▶ _ZADANIE PISEMNE 1_:
Powtórz dosłownie fragment tekstu o pytonie w kawiarni, zaczynając od słów „Miała szczęście, że”, a kończąc na słowach „od pracownicy kawiarni.”.

Wielki pyton wyszedł z klimatyzacji w kawiarni. Przechodnie rzucili się na pomoc kelnerce
Pracownica tej kawiarni zapamięta ten dzień na długo. Traumatyczne doświadczenie odcisnęło trwałe piętno na jej psychice. Ogromny pyton wyszedł z klimatyzacji. Wąż obrał ją na cel ataku i mimo prób ucieczki, nie chciał dać jej spokoju. Gdyby nie dzielni przechodnie, mogło skończyć się tragedią. Pytony siatkowe są znane z tego, że potrafią połknąć człowieka w całości.
Ogromny pyton wyszedł z klimatyzacji w tajskiej kawiarni. Próbował zaatakować pracownicę
Pracownica tajskiej kawiarni nie miała szczęścia. Tego dnia musiała zmierzyć się nie tylko z niewdzięcznymi klientami, ale także z… ogromnym pytonem . Pokaźny wąż wyszedł z kawiarnianej klimatyzacji. Kobieta wpadła w panikę. Rzuciła się do ucieczki, jednak pyton siatkowy nie dawał jej spokoju.
Miała szczęście, że jej krzyki usłyszeli robotnicy stojący pod kawiarnią . Natychmiast rzucili się na ratunek. Próbowali ściągnąć pytona na ziemię, jednak nie poddał się bez walki. Mężczyźni mieli twardy orzech do zgryzienia. Musieli zatroszczyć się nie tylko o bezpieczeństwo spanikowanej pracownicy, która ukrywała się z tyłu kawiarni, ale też o swoje.
Mężczyzna chwycił pytona za ogon. Próbował odciągnąć węża od atakowanej kobiety
Ogromny pyton nie chciał dać spokoju kobiecie. Wyszedł z klimatyzacji i poszedł na tył kawiarni, gdzie ukrywała się spanikowana pracownica. Czołgał się po ziemi, nie przejmując się tym, że taranuje leżące na ziemi przedmioty. Znalazł cel i próbował przystąpić do ataku. Bohaterscy robotnicy jednak nie chcieli na to pozwolić. Jeden z nich w przypływie odwagi rzucił się w stronę węża i chwycił go za ogon . Próbował odciągnąć go od pracownicy kawiarni.

▶ _WPISY ŹRÓDŁOWE_:
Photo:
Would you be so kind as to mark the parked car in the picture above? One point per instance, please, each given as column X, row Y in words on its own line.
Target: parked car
---
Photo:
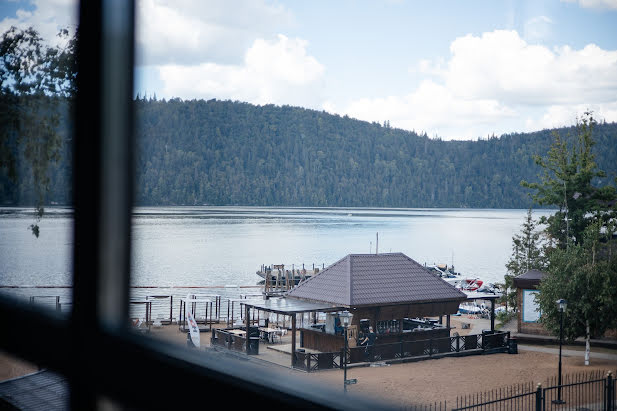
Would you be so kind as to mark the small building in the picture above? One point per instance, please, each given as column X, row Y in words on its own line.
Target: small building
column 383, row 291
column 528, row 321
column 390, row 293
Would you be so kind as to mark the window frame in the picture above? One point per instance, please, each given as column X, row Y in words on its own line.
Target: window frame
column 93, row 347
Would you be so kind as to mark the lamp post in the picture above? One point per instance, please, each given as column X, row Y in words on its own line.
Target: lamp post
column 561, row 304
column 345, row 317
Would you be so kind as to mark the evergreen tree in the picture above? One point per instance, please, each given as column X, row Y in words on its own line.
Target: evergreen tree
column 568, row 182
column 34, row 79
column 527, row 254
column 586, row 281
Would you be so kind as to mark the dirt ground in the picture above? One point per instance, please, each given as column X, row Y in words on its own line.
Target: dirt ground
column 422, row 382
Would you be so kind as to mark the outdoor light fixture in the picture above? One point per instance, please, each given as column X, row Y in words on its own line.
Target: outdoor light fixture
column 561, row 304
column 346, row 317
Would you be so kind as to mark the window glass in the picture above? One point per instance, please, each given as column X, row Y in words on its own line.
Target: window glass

▶ _ZADANIE PISEMNE 2_:
Odtwórz dokładnie wiersze z wpisów, zaczynając od wiersza zawierającego „Would you be so kind as to mark the lamp”, a kończąc na wierszu zawierającym „column 345, row 317”, łącznie z oboma.

▶ _GOTOWA ODPOWIEDŹ 1_:
Miała szczęście, że jej krzyki usłyszeli robotnicy stojący pod kawiarnią . Natychmiast rzucili się na ratunek. Próbowali ściągnąć pytona na ziemię, jednak nie poddał się bez walki. Mężczyźni mieli twardy orzech do zgryzienia. Musieli zatroszczyć się nie tylko o bezpieczeństwo spanikowanej pracownicy, która ukrywała się z tyłu kawiarni, ale też o swoje.
Mężczyzna chwycił pytona za ogon. Próbował odciągnąć węża od atakowanej kobiety
Ogromny pyton nie chciał dać spokoju kobiecie. Wyszedł z klimatyzacji i poszedł na tył kawiarni, gdzie ukrywała się spanikowana pracownica. Czołgał się po ziemi, nie przejmując się tym, że taranuje leżące na ziemi przedmioty. Znalazł cel i próbował przystąpić do ataku. Bohaterscy robotnicy jednak nie chcieli na to pozwolić. Jeden z nich w przypływie odwagi rzucił się w stronę węża i chwycił go za ogon . Próbował odciągnąć go od pracownicy kawiarni.

▶ _GOTOWA ODPOWIEDŹ 2_:
Would you be so kind as to mark the lamp post in the picture above? One point per instance, please, each given as column X, row Y in words on its own line.
Target: lamp post
column 561, row 304
column 345, row 317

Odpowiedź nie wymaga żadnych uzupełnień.